>>>>>
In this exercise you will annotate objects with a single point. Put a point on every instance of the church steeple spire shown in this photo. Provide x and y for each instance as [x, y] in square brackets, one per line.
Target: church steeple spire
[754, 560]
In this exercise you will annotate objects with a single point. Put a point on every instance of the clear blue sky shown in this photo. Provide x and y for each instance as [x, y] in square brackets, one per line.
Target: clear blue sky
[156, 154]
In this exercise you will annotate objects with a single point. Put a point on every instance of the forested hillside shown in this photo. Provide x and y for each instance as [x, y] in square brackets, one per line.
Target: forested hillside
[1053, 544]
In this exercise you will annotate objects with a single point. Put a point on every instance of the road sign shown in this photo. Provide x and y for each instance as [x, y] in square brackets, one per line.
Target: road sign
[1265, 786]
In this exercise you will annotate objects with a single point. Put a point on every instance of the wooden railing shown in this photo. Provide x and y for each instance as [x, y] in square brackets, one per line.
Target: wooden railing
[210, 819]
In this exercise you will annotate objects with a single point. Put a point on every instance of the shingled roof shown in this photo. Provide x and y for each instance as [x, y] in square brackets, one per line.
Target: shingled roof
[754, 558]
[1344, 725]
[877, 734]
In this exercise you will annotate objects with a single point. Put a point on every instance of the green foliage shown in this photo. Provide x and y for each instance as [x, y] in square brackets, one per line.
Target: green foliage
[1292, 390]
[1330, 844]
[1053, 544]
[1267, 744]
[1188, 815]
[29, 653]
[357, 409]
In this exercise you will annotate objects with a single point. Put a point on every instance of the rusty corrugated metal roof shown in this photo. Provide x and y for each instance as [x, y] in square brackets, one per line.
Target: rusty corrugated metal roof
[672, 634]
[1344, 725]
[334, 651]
<<<<<
> **Problem details**: Copy out the entire listing above word for word, keeping every line in its original order and form.

> **Response for this exercise**:
In this exercise you will annotate objects with a single point. Put a point on every instance of the church steeple spire shown in this photo. Provide x and y for each instance as [x, y] in square brackets, one per line.
Target: church steeple spire
[754, 560]
In this exercise you will annotate objects with a single point. Put a point on every instance of the clear blue sky shown in this photo. Provide x and y for each instance as [x, y] in square brackets, one per line.
Target: clear blue sky
[156, 154]
In this exercise you will annotate objects with a single point. Put a point on every instance of the forested hillside shown in this photo. Provide x and y for each instance as [x, y] in square brackets, one per line.
Target: forested hillside
[1053, 544]
In this exercise you will annotate objects with a single point. Put a point on every instance of the road sign shown in this photo. Provide x and y for each instance as [x, y] in square brackets, one per line.
Target: road sign
[1265, 786]
In this exercise you will annotate objects with a single point. Put a point on every instance of the wooden railing shown in this photo. Provide x and y for each instance as [x, y] in square brackets, one per line.
Target: wooden railing
[210, 819]
In this exercise you will annotate objects with a single point. Put a point on every instance of the shingled roof shown in this photo. Provide x and y for each instance as [x, y] in square brackets, one per line.
Target: shingled roof
[754, 558]
[1344, 725]
[877, 734]
In this exercise you will annotate objects with a single point. Put a point on every instance of the green foliage shown in this photo. Provide x and y for each instance as [x, y] in square brackets, one per line.
Target: green foliage
[1292, 390]
[1330, 844]
[1053, 544]
[1267, 744]
[1188, 815]
[29, 653]
[357, 409]
In this exercise you will annotate objects with a single point. Put a point on every instance of the rusty corrugated metal roof shown in this photo. Provide x and y for each instance as [x, y] in square brackets, one per line.
Target: rusty corrugated metal roof
[672, 634]
[1344, 725]
[334, 651]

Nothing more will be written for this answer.